Problem requirements = Count the lines of the material below that contain the string "sunlight". Reply with the number alone.
## START Data to use
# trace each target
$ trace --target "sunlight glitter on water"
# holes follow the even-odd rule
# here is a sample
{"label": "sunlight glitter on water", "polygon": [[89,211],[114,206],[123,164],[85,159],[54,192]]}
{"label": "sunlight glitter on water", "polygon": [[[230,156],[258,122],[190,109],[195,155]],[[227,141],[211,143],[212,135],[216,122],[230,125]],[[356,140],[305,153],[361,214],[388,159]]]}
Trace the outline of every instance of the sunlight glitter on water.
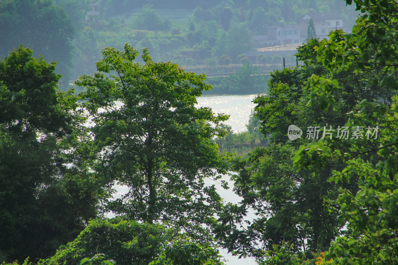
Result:
{"label": "sunlight glitter on water", "polygon": [[211,108],[214,113],[229,115],[224,123],[232,128],[235,133],[247,130],[246,125],[255,104],[252,102],[257,95],[204,95],[197,98],[199,107]]}

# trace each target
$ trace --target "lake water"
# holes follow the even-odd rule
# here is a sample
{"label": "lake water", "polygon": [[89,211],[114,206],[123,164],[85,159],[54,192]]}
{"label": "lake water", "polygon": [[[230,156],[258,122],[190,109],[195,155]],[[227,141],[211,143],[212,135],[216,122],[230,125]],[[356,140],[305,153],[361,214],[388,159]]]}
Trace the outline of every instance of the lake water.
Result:
{"label": "lake water", "polygon": [[[215,113],[223,113],[229,115],[229,119],[224,123],[230,126],[234,132],[241,132],[247,130],[246,124],[249,121],[250,113],[255,106],[252,101],[256,96],[257,95],[206,95],[198,98],[198,105],[199,107],[210,107]],[[229,180],[227,176],[225,176],[223,178],[226,181]],[[212,182],[208,181],[206,181],[206,184],[215,184],[218,193],[226,202],[239,202],[240,198],[233,192],[232,188],[225,190],[221,187],[221,179],[219,179]],[[230,187],[232,186],[232,183],[230,183]],[[120,197],[128,191],[125,186],[115,185],[114,187],[116,190],[114,195],[115,198]],[[226,262],[228,265],[240,265],[242,263],[244,263],[245,265],[256,265],[254,259],[239,259],[228,254],[226,250],[220,249],[220,254],[228,260]]]}

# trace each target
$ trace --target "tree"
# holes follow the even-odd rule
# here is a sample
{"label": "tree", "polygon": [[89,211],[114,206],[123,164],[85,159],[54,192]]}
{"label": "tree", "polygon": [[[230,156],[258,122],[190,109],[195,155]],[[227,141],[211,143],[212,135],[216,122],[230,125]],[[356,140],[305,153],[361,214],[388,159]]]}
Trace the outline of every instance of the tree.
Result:
{"label": "tree", "polygon": [[[337,202],[339,227],[344,229],[325,254],[324,261],[394,264],[398,262],[398,46],[386,36],[395,34],[398,20],[394,14],[398,9],[395,1],[354,2],[364,14],[357,19],[352,33],[336,31],[330,34],[330,40],[321,42],[316,51],[318,60],[330,72],[349,73],[350,79],[353,73],[367,80],[361,89],[355,88],[356,105],[346,112],[344,124],[363,128],[362,135],[338,139],[333,134],[332,139],[302,146],[295,163],[299,169],[319,169],[326,163],[343,165],[328,181],[341,186]],[[335,104],[331,95],[336,91],[348,93],[344,83],[334,77],[313,77],[309,105],[322,104],[324,110]],[[325,86],[327,84],[334,85]],[[347,188],[347,183],[353,182],[356,190]]]}
{"label": "tree", "polygon": [[222,29],[225,31],[228,31],[228,30],[229,29],[229,22],[232,18],[232,12],[229,7],[224,7],[220,16],[220,19]]}
{"label": "tree", "polygon": [[259,56],[257,56],[257,61],[260,64],[263,65],[264,66],[265,66],[266,63],[267,63],[267,56],[263,54],[259,54]]}
{"label": "tree", "polygon": [[[271,73],[267,94],[254,100],[256,116],[260,131],[269,141],[268,146],[256,148],[247,160],[237,159],[233,163],[236,173],[235,190],[243,198],[241,206],[227,207],[220,215],[217,237],[233,253],[257,257],[263,263],[268,260],[264,252],[271,253],[274,245],[283,249],[281,247],[287,244],[289,251],[310,258],[312,253],[327,249],[337,235],[335,200],[339,187],[326,180],[338,166],[325,166],[320,171],[297,172],[292,158],[301,144],[310,140],[305,139],[305,132],[302,137],[294,141],[287,135],[292,124],[304,128],[344,122],[347,110],[356,104],[351,96],[336,93],[334,98],[344,103],[334,105],[322,115],[322,105],[306,106],[310,94],[305,86],[307,80],[313,74],[329,74],[321,63],[315,60],[313,63],[313,47],[318,44],[318,41],[312,40],[298,49],[298,56],[304,62],[304,66]],[[358,88],[366,82],[343,80],[347,87],[355,85]],[[251,130],[258,126],[252,126]],[[346,187],[355,188],[353,184]],[[249,207],[256,217],[245,224],[243,218],[234,215],[244,216]]]}
{"label": "tree", "polygon": [[214,186],[203,182],[222,165],[210,141],[222,132],[209,122],[227,119],[195,107],[196,97],[210,87],[203,75],[154,63],[146,49],[143,65],[133,62],[138,52],[127,44],[123,51],[107,47],[102,54],[98,72],[76,84],[87,88],[81,97],[96,123],[98,174],[129,187],[108,208],[203,236],[209,227],[202,225],[211,225],[221,207]]}
{"label": "tree", "polygon": [[75,31],[64,9],[52,0],[6,0],[0,3],[0,14],[1,58],[22,43],[36,56],[57,62],[56,72],[64,76],[60,84],[67,87],[73,67]]}
{"label": "tree", "polygon": [[[40,264],[147,265],[169,261],[182,265],[210,262],[222,264],[218,253],[177,230],[118,218],[90,221],[76,239],[61,246],[54,255]],[[183,263],[181,260],[191,262]]]}
{"label": "tree", "polygon": [[77,98],[57,90],[55,64],[32,53],[20,46],[0,61],[1,261],[47,257],[104,198]]}
{"label": "tree", "polygon": [[225,66],[227,66],[232,62],[232,60],[231,59],[229,56],[228,56],[226,54],[224,54],[222,55],[218,59],[218,64],[220,65],[223,65]]}
{"label": "tree", "polygon": [[316,33],[315,32],[315,27],[314,27],[314,21],[312,18],[309,19],[308,21],[308,27],[307,27],[307,38],[308,41],[310,39],[315,39],[316,38]]}

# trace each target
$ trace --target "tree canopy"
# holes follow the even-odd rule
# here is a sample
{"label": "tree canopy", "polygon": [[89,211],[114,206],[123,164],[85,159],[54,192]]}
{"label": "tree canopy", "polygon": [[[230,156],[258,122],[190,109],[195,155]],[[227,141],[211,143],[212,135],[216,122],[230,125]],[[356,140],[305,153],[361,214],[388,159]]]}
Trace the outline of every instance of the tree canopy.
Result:
{"label": "tree canopy", "polygon": [[204,76],[155,63],[146,49],[145,63],[134,62],[138,52],[127,44],[122,51],[102,53],[98,72],[76,84],[87,88],[81,97],[95,122],[92,131],[101,154],[97,170],[129,188],[108,208],[193,234],[204,229],[222,205],[214,186],[203,182],[223,165],[210,141],[222,132],[209,123],[227,117],[195,106],[196,97],[210,88]]}
{"label": "tree canopy", "polygon": [[88,172],[85,118],[55,68],[22,46],[0,61],[0,261],[46,257],[104,195]]}

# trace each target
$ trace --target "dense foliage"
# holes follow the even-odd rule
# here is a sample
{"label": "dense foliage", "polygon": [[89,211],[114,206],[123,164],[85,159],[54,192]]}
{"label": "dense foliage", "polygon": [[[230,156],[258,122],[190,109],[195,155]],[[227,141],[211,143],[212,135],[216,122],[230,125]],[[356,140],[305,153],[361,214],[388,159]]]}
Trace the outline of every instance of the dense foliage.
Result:
{"label": "dense foliage", "polygon": [[[0,61],[0,261],[45,258],[98,214],[84,117],[54,64],[18,47]],[[11,239],[12,239],[12,240]]]}
{"label": "dense foliage", "polygon": [[222,205],[214,186],[203,181],[223,166],[210,141],[222,131],[209,123],[227,117],[195,106],[196,97],[210,88],[204,76],[154,63],[146,50],[145,63],[135,63],[138,52],[127,44],[123,51],[107,48],[102,54],[98,72],[76,84],[87,88],[81,97],[96,123],[92,131],[102,156],[96,170],[129,189],[108,208],[203,236],[198,231],[214,222]]}
{"label": "dense foliage", "polygon": [[[97,71],[76,82],[85,88],[80,101],[57,90],[55,63],[22,46],[11,52],[0,61],[0,262],[222,264],[221,246],[261,265],[398,263],[398,4],[354,1],[363,15],[351,33],[311,39],[296,55],[302,65],[271,74],[247,135],[196,107],[211,88],[204,75],[156,63],[147,49],[138,62],[129,44],[102,50]],[[246,13],[203,3],[187,40],[214,60],[235,40],[219,57],[225,69],[247,59],[240,36],[261,31],[255,25],[277,5],[239,1]],[[81,28],[88,51],[93,22]],[[259,71],[245,64],[227,86],[261,86]],[[242,153],[245,141],[262,146],[228,163],[219,155],[238,143]],[[228,170],[238,204],[205,184]],[[128,192],[106,200],[115,183]]]}
{"label": "dense foliage", "polygon": [[0,25],[0,57],[22,44],[36,56],[57,62],[56,72],[64,76],[60,82],[67,88],[73,67],[75,29],[63,8],[49,0],[1,1]]}

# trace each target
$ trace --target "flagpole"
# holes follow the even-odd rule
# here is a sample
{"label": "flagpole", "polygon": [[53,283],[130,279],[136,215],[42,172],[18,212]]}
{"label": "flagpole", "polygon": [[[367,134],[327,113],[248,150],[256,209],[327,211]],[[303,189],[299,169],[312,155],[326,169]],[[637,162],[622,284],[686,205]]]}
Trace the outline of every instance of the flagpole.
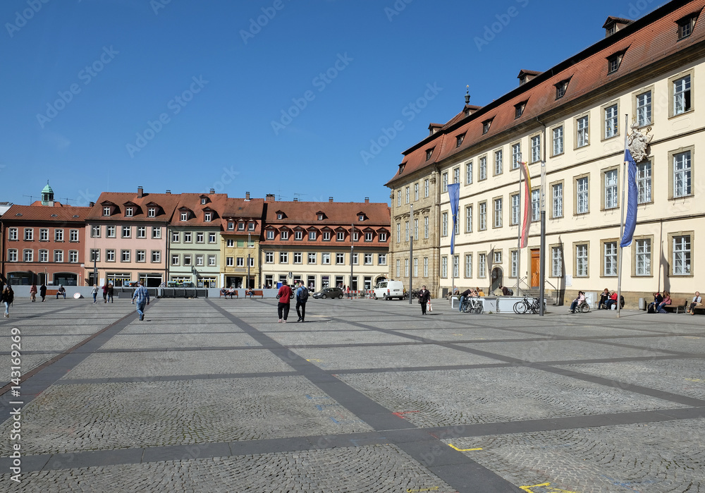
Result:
## END Data to use
Final answer = 5